**WHAT YOU WILL DO**
1. Answer these from the pet names thread below:
(a) What does ReformedHubby's wife call him?
(b) According to SunnyT, what is the husband's other name?
(c) What do temperance and her spouse call each other now?
2. Translate this sentence from the pet names thread below into Spanish: "I looked up the book you referred to, so I now understand why you made that comment."
3. Copy a passage from the pet names thread below word for word, starting at "He is Sweetie..." and ending at "No explanation necessary.".

**EXCERPTED PASSAGE**

┌──

# What Pet/Nickname Do You Call Your Spouse?



## Mer-Maid (Nov 23, 2013)

What pet names do you use?


----------



## SadandAngry (Aug 24, 2012)

None, they're not good. Read stop calling him honey, and start having sex.


----------



## KathyBatesel (Apr 26, 2012)

I call him "My Treasure" "My King" and "Hot Papi" pretty regularly.


----------



## WyshIknew (Aug 18, 2012)

This is gonna sound so corny, but I call her 'babes'


----------



## ReformedHubby (Jan 9, 2013)

I call her baby doll.

She calls me Pumpkin Bear. I have no idea why.


----------



## Pandakiss (Oct 29, 2010)

I call him ridiculous names, Bo, babe, fluffykins, bearkins, fluff bear, daddy. Sometimes I say chan, or chibi. Whatever pops into my mind when I'm talking to him.


----------



## SunnyT (Jun 22, 2011)

He is Sweetie... I once called the grand daughter Sweetie and he said "Hey, that's MY name!" I send him cards in the mail addressed to "Sweetie ***********" He likes it. 

His OTHER name is Studley Do-Right. No explanation necessary.

Sometimes I call him "Conan".... he likes that too. It usually necessitates a manly pose!

He calls me all kinds of silly/awesome/sweet names.... any combination of sweet, sugary, southern words.... I love 'em all!!!!


----------



## Steve1000 (Nov 25, 2013)

SadandAngry said:


> None, they're not good.


Why are pet names not good?

edit to add: I looked up the book you referred to, so I now understand why you made that comment.


----------



## temperance (Jul 28, 2013)

He is to call me googly bear, but after years we just call each other sweetie now.

└──

**AVAILABLE DATA**
┌──

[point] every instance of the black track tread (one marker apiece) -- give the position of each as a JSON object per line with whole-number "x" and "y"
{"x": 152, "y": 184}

└──

**LIST OF SOLUTIONS**
1.
(a) Pumpkin Bear
(b) Studley Do-Right
(c) Sweetie

2. Busqué el libro que mencionaste, así que ahora entiendo por qué hiciste ese comentario.

3.
He is Sweetie... I once called the grand daughter Sweetie and he said "Hey, that's MY name!" I send him cards in the mail addressed to "Sweetie ***********" He likes it. 

His OTHER name is Studley Do-Right. No explanation necessary.